Copy out the lines of the material below word for word, leaving out the pictures.

— BEGIN Provided entries —

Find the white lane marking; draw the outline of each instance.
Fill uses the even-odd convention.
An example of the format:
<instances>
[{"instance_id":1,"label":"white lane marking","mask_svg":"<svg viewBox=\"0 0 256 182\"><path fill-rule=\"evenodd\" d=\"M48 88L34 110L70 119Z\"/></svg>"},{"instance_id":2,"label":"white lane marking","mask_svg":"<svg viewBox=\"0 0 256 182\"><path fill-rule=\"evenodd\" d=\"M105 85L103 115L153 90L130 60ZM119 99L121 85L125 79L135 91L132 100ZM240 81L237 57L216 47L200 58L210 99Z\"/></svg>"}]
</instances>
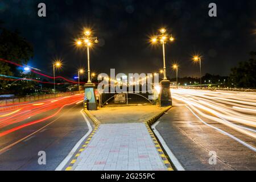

— END Provided entries —

Answer to the problem:
Find the white lane marking; draw the outline of each instance.
Fill uses the even-odd convention.
An example of the format:
<instances>
[{"instance_id":1,"label":"white lane marking","mask_svg":"<svg viewBox=\"0 0 256 182\"><path fill-rule=\"evenodd\" d=\"M48 88L34 110L70 119Z\"/></svg>"},{"instance_id":2,"label":"white lane marking","mask_svg":"<svg viewBox=\"0 0 256 182\"><path fill-rule=\"evenodd\" d=\"M105 85L103 115L153 90L130 60ZM119 99L121 85L125 79L135 91L132 100ZM240 81L237 57L216 47L200 58L210 99Z\"/></svg>"}]
</instances>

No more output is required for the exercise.